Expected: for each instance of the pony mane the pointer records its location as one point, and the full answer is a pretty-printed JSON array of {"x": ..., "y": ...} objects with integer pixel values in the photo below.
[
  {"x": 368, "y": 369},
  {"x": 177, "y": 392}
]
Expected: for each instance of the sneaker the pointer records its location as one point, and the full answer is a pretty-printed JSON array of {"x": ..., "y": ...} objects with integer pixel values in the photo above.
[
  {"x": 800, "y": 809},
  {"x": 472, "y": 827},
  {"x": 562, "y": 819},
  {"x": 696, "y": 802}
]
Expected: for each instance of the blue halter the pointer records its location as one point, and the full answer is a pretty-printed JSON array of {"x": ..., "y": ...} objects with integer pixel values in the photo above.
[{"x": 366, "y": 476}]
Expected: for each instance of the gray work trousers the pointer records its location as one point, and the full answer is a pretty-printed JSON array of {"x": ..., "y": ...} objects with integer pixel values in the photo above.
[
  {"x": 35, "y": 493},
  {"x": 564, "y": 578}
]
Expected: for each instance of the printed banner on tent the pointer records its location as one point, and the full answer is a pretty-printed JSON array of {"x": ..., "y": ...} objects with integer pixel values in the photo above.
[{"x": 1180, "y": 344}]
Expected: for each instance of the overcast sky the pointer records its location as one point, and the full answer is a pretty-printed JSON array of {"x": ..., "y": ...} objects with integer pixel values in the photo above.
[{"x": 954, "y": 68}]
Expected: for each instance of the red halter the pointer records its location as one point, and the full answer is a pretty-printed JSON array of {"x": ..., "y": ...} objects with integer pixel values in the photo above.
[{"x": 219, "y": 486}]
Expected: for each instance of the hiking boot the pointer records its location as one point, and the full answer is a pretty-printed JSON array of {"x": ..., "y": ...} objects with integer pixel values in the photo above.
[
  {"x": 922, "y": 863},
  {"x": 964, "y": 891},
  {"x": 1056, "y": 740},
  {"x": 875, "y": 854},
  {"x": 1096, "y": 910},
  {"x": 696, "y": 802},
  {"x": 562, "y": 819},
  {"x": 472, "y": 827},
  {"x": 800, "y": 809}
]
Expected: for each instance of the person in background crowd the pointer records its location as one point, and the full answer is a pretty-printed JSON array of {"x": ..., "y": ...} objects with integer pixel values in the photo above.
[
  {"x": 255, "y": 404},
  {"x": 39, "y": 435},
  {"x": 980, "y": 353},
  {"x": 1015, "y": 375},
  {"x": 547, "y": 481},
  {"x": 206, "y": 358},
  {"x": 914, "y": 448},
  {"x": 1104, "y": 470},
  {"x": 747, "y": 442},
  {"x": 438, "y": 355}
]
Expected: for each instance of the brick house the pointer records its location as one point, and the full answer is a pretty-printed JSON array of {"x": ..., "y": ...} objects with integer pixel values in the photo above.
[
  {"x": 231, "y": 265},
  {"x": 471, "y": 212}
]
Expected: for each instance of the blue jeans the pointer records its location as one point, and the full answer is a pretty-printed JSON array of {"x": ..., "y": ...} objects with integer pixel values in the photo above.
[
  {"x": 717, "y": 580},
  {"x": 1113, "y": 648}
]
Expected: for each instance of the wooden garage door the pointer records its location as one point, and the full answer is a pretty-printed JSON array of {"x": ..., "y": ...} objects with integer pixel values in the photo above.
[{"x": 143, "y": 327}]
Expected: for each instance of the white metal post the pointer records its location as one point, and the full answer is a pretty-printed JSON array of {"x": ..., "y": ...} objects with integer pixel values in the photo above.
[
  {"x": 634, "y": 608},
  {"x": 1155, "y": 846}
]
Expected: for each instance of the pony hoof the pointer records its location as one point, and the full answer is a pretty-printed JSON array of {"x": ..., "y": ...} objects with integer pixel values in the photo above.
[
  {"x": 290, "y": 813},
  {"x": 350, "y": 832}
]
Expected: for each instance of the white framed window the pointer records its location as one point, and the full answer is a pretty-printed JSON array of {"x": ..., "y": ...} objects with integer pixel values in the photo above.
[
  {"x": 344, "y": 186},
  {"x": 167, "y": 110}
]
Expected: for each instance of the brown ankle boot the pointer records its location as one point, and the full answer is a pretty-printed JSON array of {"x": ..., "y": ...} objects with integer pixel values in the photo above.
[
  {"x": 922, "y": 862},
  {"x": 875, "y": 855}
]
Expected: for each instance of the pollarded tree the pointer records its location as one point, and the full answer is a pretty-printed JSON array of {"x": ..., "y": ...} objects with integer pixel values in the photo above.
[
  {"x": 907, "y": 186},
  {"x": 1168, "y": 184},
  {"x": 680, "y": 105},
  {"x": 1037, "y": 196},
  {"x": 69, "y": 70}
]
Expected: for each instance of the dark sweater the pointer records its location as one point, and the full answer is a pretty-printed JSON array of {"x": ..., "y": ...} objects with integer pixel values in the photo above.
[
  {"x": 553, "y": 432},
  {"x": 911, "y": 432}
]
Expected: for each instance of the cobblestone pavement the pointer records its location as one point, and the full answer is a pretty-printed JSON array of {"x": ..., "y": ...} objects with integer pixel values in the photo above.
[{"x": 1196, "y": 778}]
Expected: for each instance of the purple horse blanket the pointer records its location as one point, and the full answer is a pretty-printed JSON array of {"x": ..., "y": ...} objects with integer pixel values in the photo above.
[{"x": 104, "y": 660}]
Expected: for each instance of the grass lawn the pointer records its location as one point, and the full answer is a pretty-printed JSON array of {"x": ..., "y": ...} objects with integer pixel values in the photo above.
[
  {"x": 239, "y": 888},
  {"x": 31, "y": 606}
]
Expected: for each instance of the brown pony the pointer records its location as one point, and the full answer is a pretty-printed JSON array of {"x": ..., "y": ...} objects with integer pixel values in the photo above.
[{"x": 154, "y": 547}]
━━━
- [PROMPT] Please restate the data word for word, every record included.

- [WRITTEN ANSWER]
Expected: for each instance of the pony mane the pointer records its location as one point, and the full answer is a pretty-printed JSON array of {"x": ..., "y": ...} objects with integer pixel values in the photo below.
[
  {"x": 368, "y": 369},
  {"x": 177, "y": 392}
]
Expected: for each instance of the sneaker the pointer records its location as one point, and the full answer is a pretty-printed JSON array of {"x": ..., "y": ...} objects with integer pixel values in the photo above.
[
  {"x": 800, "y": 809},
  {"x": 472, "y": 827},
  {"x": 562, "y": 819},
  {"x": 696, "y": 802}
]
Expected: for each instance of the blue halter the pointer records its location as one point, and the full answer is a pretty-printed JSON array of {"x": ..., "y": ...} objects with integer pixel values in the photo above.
[{"x": 366, "y": 476}]
Expected: for each instance of the gray work trousers the pointer records its location as one point, and the full answer is a pretty-printed JSON array of {"x": ..., "y": ...} objects with integer pixel values in the photo above.
[
  {"x": 35, "y": 493},
  {"x": 564, "y": 578}
]
Expected: for each instance of the printed banner on tent the pointer records its location as one point, and the full answer is a pretty-printed JSON array of {"x": ..., "y": ...} objects with integer pixel values in the photo above.
[{"x": 1180, "y": 344}]
Expected: for each instance of the overcast sky the pointer records its location as one point, and the full answer is a pretty-printed JSON array of {"x": ..., "y": ...} objects with integer pixel values in the photo above.
[{"x": 954, "y": 68}]
Expected: for each instance of the red halter the pointer records its location as one point, and the full answer is a pretty-printed JSON array of {"x": ..., "y": ...} objects with integer pixel values in the photo above.
[{"x": 219, "y": 486}]
Expected: for each instance of the hiking boot the pointer records its location as one point, and the full answer is a pretty-printed JSON array of {"x": ..., "y": ...} objects with integer pixel values in the photo above.
[
  {"x": 922, "y": 863},
  {"x": 964, "y": 891},
  {"x": 1056, "y": 740},
  {"x": 875, "y": 854},
  {"x": 1096, "y": 910},
  {"x": 696, "y": 802},
  {"x": 562, "y": 819},
  {"x": 472, "y": 827},
  {"x": 800, "y": 809}
]
Expected: for each instance of the person in background crowd the pointer records its location as one point, and the full answer is a pretty-printed JSON array of {"x": ..., "y": ...} objects with integer pixel values in the photo above.
[
  {"x": 255, "y": 404},
  {"x": 39, "y": 435},
  {"x": 980, "y": 353},
  {"x": 1015, "y": 375},
  {"x": 547, "y": 481},
  {"x": 206, "y": 358},
  {"x": 914, "y": 448},
  {"x": 1104, "y": 470},
  {"x": 747, "y": 442},
  {"x": 438, "y": 355}
]
Expected: for each instance of the brick house the pointer records its location as one point, and the full answer is a pretty-printed JSON array of {"x": ..., "y": ...} objects with integer pixel values in the photo above.
[
  {"x": 231, "y": 265},
  {"x": 471, "y": 212}
]
Expected: for each instance of the blue jeans the pointer records its location as one point, and the full answer is a pretty-printed JSON array of {"x": ..., "y": ...} objects with integer pixel values in the photo above.
[
  {"x": 717, "y": 580},
  {"x": 1113, "y": 648}
]
Expected: for each instance of the wooden garage door the pointer records its location as one point, and the full answer is a pretty-printed JSON array of {"x": ..., "y": ...} objects with integer pixel values in the photo above.
[{"x": 143, "y": 327}]
Expected: for each instance of the white metal post the pointer records its location as one point, and the full answer is a pretty-printed JSON array of {"x": ..., "y": ...} objects with integer pixel values in the photo above.
[
  {"x": 634, "y": 608},
  {"x": 1155, "y": 846}
]
Expected: for each instance of the pony hoof the pointer records its location as one point, and the full answer is a pretty-printed JSON array of {"x": ..., "y": ...} objects with integer pixel values in the photo above.
[
  {"x": 290, "y": 813},
  {"x": 350, "y": 832}
]
Expected: for each instance of the white framed window the pointer records its location as one point, and the full answer is a pretty-printed JSON array of {"x": ..., "y": ...} objects with integer pixel values in the photo above.
[
  {"x": 344, "y": 186},
  {"x": 167, "y": 110}
]
Expected: for each instance of the brown ankle boot the pointer records its location as one point, and the full answer is a pretty-printed JSON array of {"x": ..., "y": ...} objects with integer pixel values in the photo above.
[
  {"x": 922, "y": 862},
  {"x": 875, "y": 855}
]
Expected: for each instance of the pollarded tree the pointer records its location as one point, and the full answer is a pretty-printed JSON array of {"x": ..., "y": ...} objects with integer pixel values in the photo above.
[
  {"x": 907, "y": 186},
  {"x": 1168, "y": 184},
  {"x": 680, "y": 105},
  {"x": 1037, "y": 196},
  {"x": 69, "y": 70}
]
Expected: for each instance of the dark sweater the pointer records its location as one point, and the full answer is a pretty-printed JSON array of {"x": ..., "y": ...} objects with integer pixel values in the photo above.
[
  {"x": 553, "y": 432},
  {"x": 911, "y": 432}
]
Expected: for each instance of the cobblestone pavement the pointer records its location as one point, and the full answer is a pretty-printed JSON array of {"x": ..., "y": ...} objects with integer pixel values in the photo above.
[{"x": 1196, "y": 778}]
Expected: for each instance of the purple horse blanket the pointer records its location as one point, and the full answer is a pretty-printed JSON array of {"x": ..., "y": ...} objects with integer pixel values in the photo above.
[{"x": 104, "y": 660}]
Expected: for each instance of the grass lawn the pointer records its location as one point, and the full answer is a pretty-printed JSON array of {"x": ..., "y": ...} objects with integer pixel values in the photo above.
[
  {"x": 239, "y": 888},
  {"x": 31, "y": 606}
]
Expected: for each instance of the brown pony the pointer records its location as one point, and the full answer is a pretty-printed JSON array of {"x": ..., "y": ...} objects with integer pixel values in the photo above.
[{"x": 154, "y": 547}]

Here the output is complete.